DO THIS: In the passage about the play Mary of Scotland, write out the text from "Mary of Scotland was" up to and including "Plays of 1933-1934.".

GIVEN PASSAGE:
- Written by: Maxwell Anderson
- Original language: English
- Genre: Drama
- Setting: a pier at Leith, Queen Elizabeth's Whitehall study, a hall in Mary Stuart's Holyrood House apartment, Dunbar Castle, Carlisle Castle

Premiere
- Date premiered: November 27, 1933
- Place premiered: Alvin Theatre New York City, New York

= Mary of Scotland (play) =

1933 Broadway three-act play by American playwright Maxwell Anderson

Mary of Scotland was a 1933 Broadway three-act play written in blank verse by Maxwell Anderson, produced by the Theatre Guild, directed by Theresa Helburn and with scenic and costume design by Robert Edmond Jones. It ran for 248 performances from November 27, 1933 to July 1934 at the Alvin Theatre. Anderson's son Quentin Anderson played a warder. It was included in Burns Mantle's The Best Plays of 1933-1934.

It was adapted into a 1936 film Mary of Scotland mostly directed by John Ford and starring Fredric March and Katharine Hepburn.

[Dataset excerpts on pointing at objects]
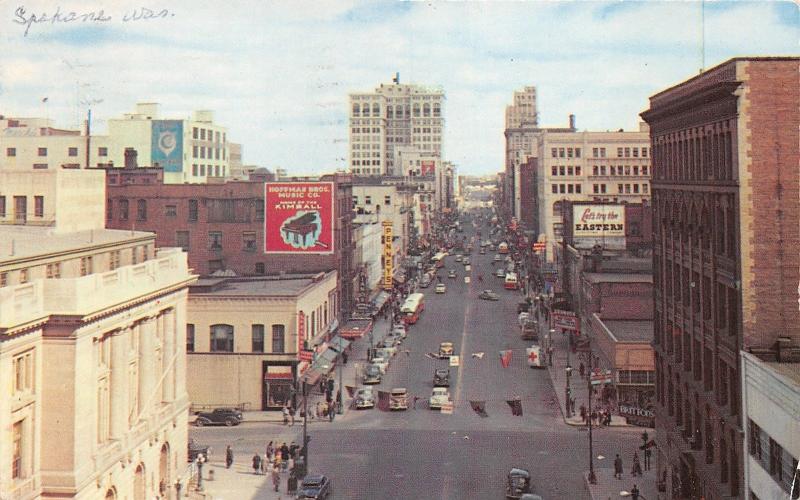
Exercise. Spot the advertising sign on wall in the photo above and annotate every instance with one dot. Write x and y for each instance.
(298, 217)
(598, 220)
(388, 265)
(166, 148)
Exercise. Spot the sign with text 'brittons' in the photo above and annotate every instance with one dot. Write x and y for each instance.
(166, 146)
(388, 264)
(298, 217)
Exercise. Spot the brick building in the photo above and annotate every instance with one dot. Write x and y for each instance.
(221, 226)
(725, 210)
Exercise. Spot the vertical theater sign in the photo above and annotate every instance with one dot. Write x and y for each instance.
(298, 217)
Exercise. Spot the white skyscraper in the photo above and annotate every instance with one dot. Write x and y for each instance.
(394, 116)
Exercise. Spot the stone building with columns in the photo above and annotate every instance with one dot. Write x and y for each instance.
(92, 346)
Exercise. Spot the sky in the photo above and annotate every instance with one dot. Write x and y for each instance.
(278, 74)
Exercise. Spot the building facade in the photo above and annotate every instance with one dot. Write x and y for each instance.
(396, 115)
(92, 342)
(252, 331)
(726, 201)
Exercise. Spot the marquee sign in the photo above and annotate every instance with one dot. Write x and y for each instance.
(388, 265)
(598, 220)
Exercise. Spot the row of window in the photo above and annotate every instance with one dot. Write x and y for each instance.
(71, 151)
(21, 208)
(209, 152)
(208, 135)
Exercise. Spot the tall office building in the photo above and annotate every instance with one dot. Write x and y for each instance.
(726, 201)
(392, 117)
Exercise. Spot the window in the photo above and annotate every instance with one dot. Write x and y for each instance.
(249, 241)
(114, 259)
(141, 209)
(182, 239)
(86, 265)
(278, 332)
(215, 240)
(190, 335)
(38, 206)
(221, 338)
(258, 338)
(192, 210)
(53, 271)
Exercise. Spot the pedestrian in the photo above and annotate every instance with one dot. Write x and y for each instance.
(276, 478)
(637, 467)
(618, 467)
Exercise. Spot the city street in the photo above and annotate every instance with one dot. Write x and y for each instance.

ANSWER TO THIS EXERCISE:
Mary of Scotland was a 1933 Broadway three-act play written in blank verse by Maxwell Anderson, produced by the Theatre Guild, directed by Theresa Helburn and with scenic and costume design by Robert Edmond Jones. It ran for 248 performances from November 27, 1933 to July 1934 at the Alvin Theatre. Anderson's son Quentin Anderson played a warder. It was included in Burns Mantle's The Best Plays of 1933-1934.